## Instructions to follow
Count the lines in the rows below that contain the word "wooden", treating uppercase and lowercase as different. Give only the number.

====== Records for processing

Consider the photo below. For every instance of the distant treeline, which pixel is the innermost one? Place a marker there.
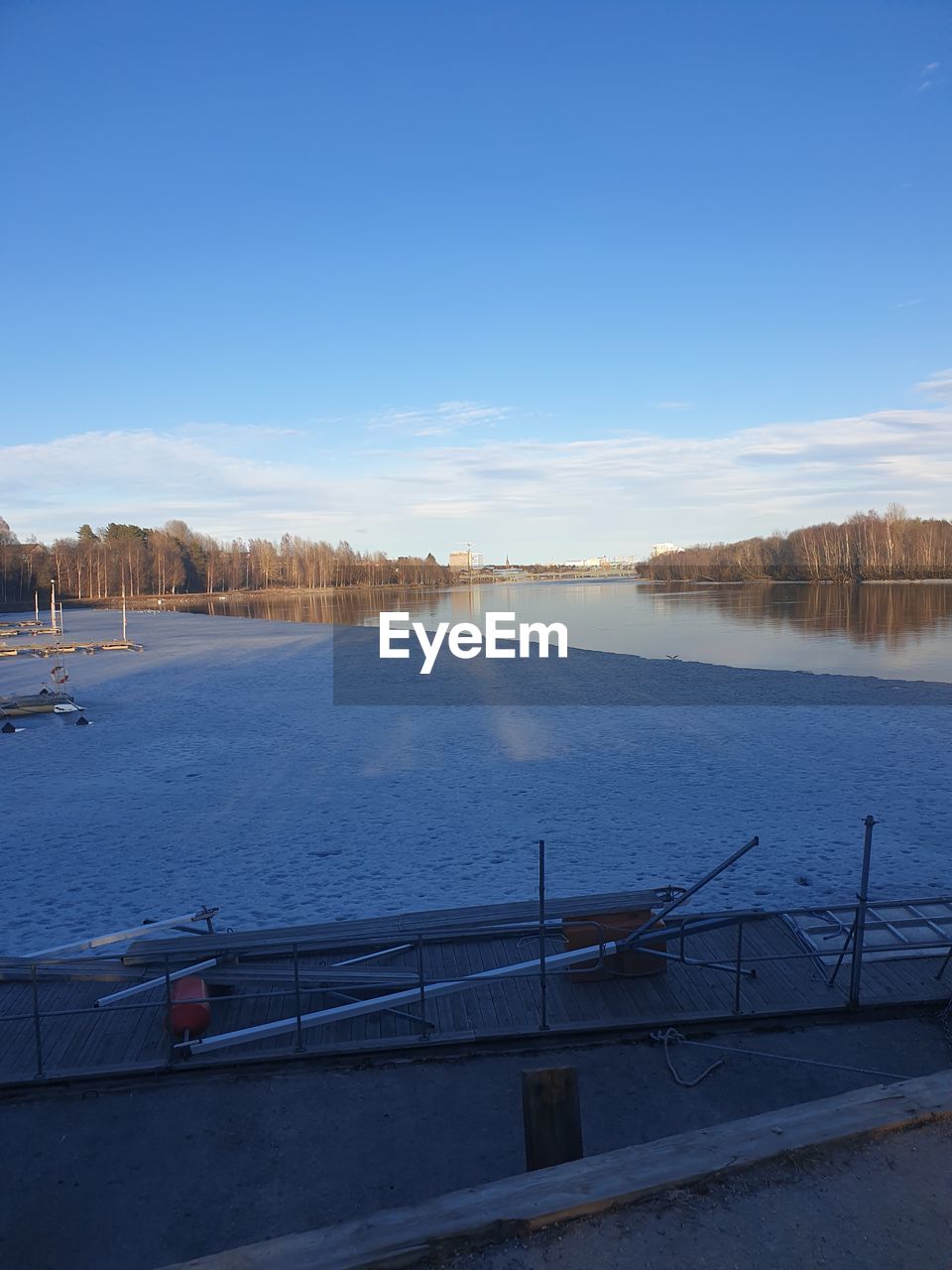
(869, 547)
(175, 559)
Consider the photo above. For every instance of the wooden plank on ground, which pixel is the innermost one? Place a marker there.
(400, 1237)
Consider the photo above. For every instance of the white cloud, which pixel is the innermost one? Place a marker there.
(939, 386)
(440, 420)
(531, 497)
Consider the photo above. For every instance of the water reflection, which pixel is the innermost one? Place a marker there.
(900, 630)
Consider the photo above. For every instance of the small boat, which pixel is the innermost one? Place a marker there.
(37, 702)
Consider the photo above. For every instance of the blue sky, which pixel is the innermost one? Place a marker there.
(557, 278)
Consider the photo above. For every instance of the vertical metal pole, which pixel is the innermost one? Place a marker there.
(168, 1010)
(738, 968)
(543, 1002)
(299, 1040)
(37, 1033)
(857, 968)
(424, 1029)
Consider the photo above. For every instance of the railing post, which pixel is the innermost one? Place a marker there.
(424, 1029)
(299, 1034)
(37, 1030)
(738, 968)
(168, 1011)
(860, 929)
(543, 1003)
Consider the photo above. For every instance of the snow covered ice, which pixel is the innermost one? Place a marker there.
(221, 772)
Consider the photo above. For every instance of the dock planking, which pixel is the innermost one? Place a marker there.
(254, 984)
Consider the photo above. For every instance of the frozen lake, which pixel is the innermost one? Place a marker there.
(218, 771)
(892, 630)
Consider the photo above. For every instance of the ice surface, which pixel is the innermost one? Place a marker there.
(220, 772)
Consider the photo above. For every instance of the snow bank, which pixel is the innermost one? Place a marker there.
(218, 771)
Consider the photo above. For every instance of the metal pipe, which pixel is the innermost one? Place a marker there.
(335, 1014)
(864, 898)
(155, 983)
(543, 1017)
(421, 989)
(119, 937)
(656, 919)
(299, 1042)
(37, 1032)
(738, 968)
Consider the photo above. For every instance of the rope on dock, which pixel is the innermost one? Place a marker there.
(671, 1035)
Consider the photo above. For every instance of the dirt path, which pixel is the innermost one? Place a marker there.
(159, 1171)
(884, 1205)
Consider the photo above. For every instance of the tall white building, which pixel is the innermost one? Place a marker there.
(461, 561)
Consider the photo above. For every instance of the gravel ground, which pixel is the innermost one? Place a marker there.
(885, 1203)
(153, 1173)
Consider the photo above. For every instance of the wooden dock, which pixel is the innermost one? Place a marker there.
(50, 1025)
(109, 645)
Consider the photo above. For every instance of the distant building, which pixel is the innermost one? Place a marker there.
(461, 561)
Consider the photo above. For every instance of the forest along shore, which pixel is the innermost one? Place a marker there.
(159, 806)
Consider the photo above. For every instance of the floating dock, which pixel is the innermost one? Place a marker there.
(66, 1014)
(109, 645)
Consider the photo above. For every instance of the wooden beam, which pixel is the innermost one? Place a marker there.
(400, 1237)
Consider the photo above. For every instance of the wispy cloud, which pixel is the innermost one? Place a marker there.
(927, 76)
(939, 386)
(440, 420)
(536, 498)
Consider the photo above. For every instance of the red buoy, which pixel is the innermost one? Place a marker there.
(190, 1011)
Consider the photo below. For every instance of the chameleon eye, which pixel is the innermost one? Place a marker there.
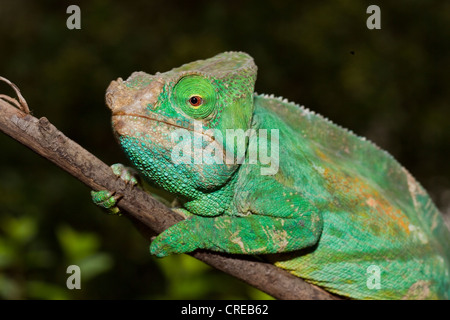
(196, 101)
(195, 96)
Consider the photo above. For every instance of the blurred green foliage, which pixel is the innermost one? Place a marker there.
(390, 85)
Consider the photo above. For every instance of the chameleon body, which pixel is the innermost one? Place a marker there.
(338, 211)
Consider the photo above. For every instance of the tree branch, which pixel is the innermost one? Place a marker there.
(45, 139)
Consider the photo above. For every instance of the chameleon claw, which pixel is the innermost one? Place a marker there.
(106, 200)
(127, 174)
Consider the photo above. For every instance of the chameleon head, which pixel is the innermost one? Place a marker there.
(157, 117)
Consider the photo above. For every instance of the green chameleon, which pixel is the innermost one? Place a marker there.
(330, 207)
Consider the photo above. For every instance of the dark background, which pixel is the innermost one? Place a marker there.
(390, 85)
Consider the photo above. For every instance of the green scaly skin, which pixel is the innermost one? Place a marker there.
(336, 206)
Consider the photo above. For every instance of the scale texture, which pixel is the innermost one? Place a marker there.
(339, 211)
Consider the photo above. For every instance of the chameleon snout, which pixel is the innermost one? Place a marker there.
(125, 99)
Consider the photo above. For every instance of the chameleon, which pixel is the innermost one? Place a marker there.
(332, 207)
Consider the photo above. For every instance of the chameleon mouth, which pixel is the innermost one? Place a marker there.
(135, 115)
(119, 124)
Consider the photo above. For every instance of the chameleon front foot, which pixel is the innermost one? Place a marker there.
(107, 200)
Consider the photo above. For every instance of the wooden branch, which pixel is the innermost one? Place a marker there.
(45, 139)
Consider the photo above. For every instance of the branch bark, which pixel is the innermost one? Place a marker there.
(45, 139)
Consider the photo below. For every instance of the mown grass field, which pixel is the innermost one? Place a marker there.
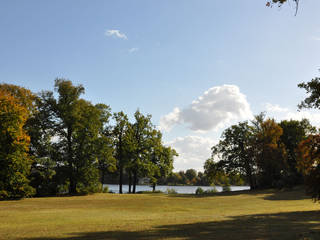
(243, 215)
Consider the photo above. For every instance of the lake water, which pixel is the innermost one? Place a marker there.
(179, 189)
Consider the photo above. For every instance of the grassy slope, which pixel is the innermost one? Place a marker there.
(257, 215)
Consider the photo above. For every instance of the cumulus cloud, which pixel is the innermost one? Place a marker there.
(115, 33)
(315, 38)
(214, 109)
(193, 152)
(132, 50)
(275, 108)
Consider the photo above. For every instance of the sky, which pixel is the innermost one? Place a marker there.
(196, 66)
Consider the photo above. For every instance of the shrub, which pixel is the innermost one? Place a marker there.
(89, 188)
(199, 191)
(226, 188)
(210, 191)
(171, 191)
(105, 189)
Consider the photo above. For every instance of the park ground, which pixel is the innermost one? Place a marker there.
(268, 214)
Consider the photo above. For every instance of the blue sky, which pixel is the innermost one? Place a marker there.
(164, 55)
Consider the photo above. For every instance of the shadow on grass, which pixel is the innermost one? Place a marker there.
(287, 195)
(290, 225)
(222, 194)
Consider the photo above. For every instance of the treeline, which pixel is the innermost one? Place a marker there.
(269, 153)
(263, 151)
(189, 177)
(56, 142)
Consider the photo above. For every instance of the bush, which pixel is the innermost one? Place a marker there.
(211, 191)
(89, 188)
(226, 188)
(199, 191)
(171, 191)
(105, 189)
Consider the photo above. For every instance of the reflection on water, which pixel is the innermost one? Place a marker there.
(179, 189)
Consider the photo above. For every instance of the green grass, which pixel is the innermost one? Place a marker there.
(244, 215)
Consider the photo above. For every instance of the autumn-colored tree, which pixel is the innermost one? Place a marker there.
(309, 164)
(15, 162)
(270, 153)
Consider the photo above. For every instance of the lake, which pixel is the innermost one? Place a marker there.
(179, 189)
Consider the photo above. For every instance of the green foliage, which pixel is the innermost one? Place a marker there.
(226, 188)
(171, 191)
(105, 189)
(211, 191)
(15, 161)
(199, 191)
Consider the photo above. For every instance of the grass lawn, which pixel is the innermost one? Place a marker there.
(243, 215)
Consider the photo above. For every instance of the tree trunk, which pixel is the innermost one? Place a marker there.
(134, 181)
(120, 179)
(73, 184)
(130, 181)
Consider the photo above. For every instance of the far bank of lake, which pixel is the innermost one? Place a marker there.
(179, 189)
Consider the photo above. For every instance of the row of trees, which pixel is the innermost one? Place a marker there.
(263, 151)
(57, 142)
(271, 154)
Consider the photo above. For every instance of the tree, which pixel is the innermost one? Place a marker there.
(119, 133)
(76, 126)
(271, 159)
(161, 159)
(313, 90)
(15, 161)
(140, 135)
(309, 164)
(191, 174)
(235, 153)
(293, 133)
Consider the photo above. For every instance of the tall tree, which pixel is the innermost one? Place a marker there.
(140, 134)
(309, 164)
(15, 161)
(119, 134)
(293, 133)
(235, 152)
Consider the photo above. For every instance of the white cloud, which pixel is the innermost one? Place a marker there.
(169, 120)
(214, 109)
(132, 50)
(193, 152)
(275, 108)
(115, 33)
(315, 38)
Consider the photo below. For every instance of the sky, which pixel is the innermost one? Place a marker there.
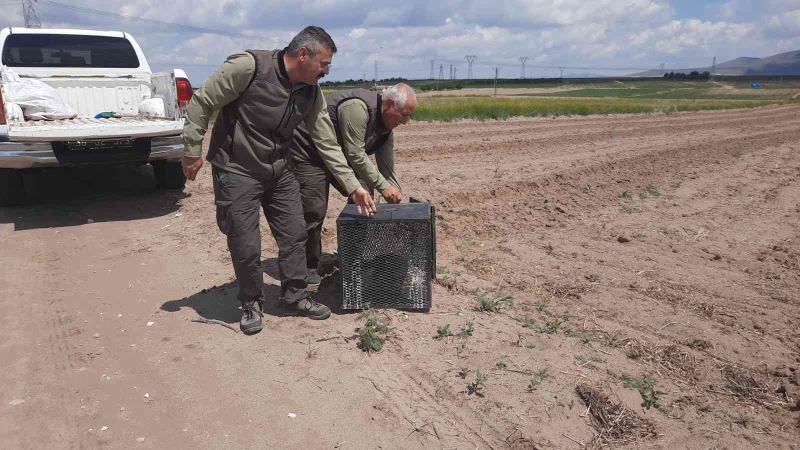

============

## Correct output
4